▶ _CUPLIKAN TEKS_:
━━━
PERLU KONSOLIDASI SEBELUM BERPOLITIK ( Renungan Untuk Para Ulama )


Oleh : Khairil Miswar

Bireuen, 19 Januari 2011 

Menyikapi opini yang berkembang menjelang pilgub 2011 tentang keterlibatan ulama dalam politik yang beberapa hari ini hangat dibicarakan di warung-warung kopi. menginspirasi saya untuk sedikit memberi sumbangan pikiran kepada para ulama sekiranya diterima. Saya akan sedikit membahas dan mengulas kisah-kisah politik dalam Islam yang pondasinya telah dibangun oleh Nabi Saw 1400 tahun yang lalu.

Sebagaimana kita ketahui bersama bahwa Islam tidak pernah melarang Ulama berpolitik. Hal ini bisa dibuktikan dengan fakta sejarah yang menyebutkan bahwa Nabi Muhammad Saw selain sebagai seorang Rasul juga berperan sebagai Pemimpin Negara di Negeri Islam Madinah. Bahkan Nabi Muhammad Saw mampu menyatukan suku-suku di Madinah menjadi Ummah yang satu melalui proses politik dengan lahirnya Piagam Madinah ( The Charter Of Medina ). Ummah yang dimaksud terdiri dari empat komunitas, yaitu : Yahudi, Nasrani, Anshar dan Muhajjrin. Piagam Madinah merupakan konstitusi tertulis tertua didunia. Peristwa yang tak kalah pentingnya adalah pada saat Nabi Saw bersama 1.400 kaum muslimin hendak berziarah ke Mekkah yang merupakan tanah kelahiran Rasulullah dan kaum muhajjirin mereka dihadang oleh kaum kafir Quraisy. Setelah melalui proses negoisasi lahirlah Perjanjian antara kedua belah pihak yang dikenal dengan Perjanjian Hudaibiyah . Fakta ini juga membuktikan keberhasilan Rasulullah dalam berpolitik.
━━━
▶ _SOAL LATIHAN_:
**A.** Salin kembali bagian teks tentang ulama dan politik di antara "Menyikapi opini yang" dan "tahun yang lalu.", termasuk kedua ujungnya.
**B.** Jawablah pertanyaan berikut berdasarkan teks tentang ulama dan politik.
(i) Di kota mana dan pada tanggal berapa teks ini ditulis?
(ii) Berapa jumlah kaum muslimin yang bersama Nabi Saw hendak berziarah ke Mekkah?
(iii) Piagam Madinah disebut sebagai apa di dalam teks?
**C.** Teruskan teks tentang ulama dan politik mulai dari sesudah kalimat terakhirnya.

▶ _DATA TERSEDIA_:
━━━
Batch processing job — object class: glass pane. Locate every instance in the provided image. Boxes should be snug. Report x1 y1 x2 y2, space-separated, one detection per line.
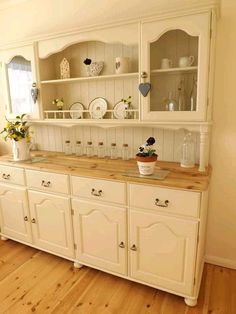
150 30 198 111
7 56 33 114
━━━
▶ _JAWABAN SOAL_:
**A.**
Menyikapi opini yang berkembang menjelang pilgub 2011 tentang keterlibatan ulama dalam politik yang beberapa hari ini hangat dibicarakan di warung-warung kopi. menginspirasi saya untuk sedikit memberi sumbangan pikiran kepada para ulama sekiranya diterima. Saya akan sedikit membahas dan mengulas kisah-kisah politik dalam Islam yang pondasinya telah dibangun oleh Nabi Saw 1400 tahun yang lalu.

**B.**
(i) Bireuen, 19 Januari 2011.
(ii) 1.400 orang.
(iii) Konstitusi tertulis tertua di dunia.

**C.**
Kemudian pasca wafatnya Rasulullah Saw, Abu Bakar r.a terpilih sebagai Khalifah Pertama melalui proses politik (musyawarah). Dan sejarah juga telah membuktikan bahwa para ulama pendahulu hampir semuanya terlibat dalam politik. Saya kira sedikit penjelasan diatas sudah cukup membuktikan bahwa “Politik dalam Islam itu nyata “. Artinya Islam tidak pernah memisahkan antara politik dan agama. Berangkat dari fakta ini pula dapat disimpulkan bahwa keterlibatan Ulama dalam politik adalah sah. Seperti Kita ketahui bersama bahwa Abu Bakar, Umar, Usman dan Ali Radhiallahu `Anhum ajma`in adalah pemuka Agama yang juga menjadi pemimpin negara (khalifah).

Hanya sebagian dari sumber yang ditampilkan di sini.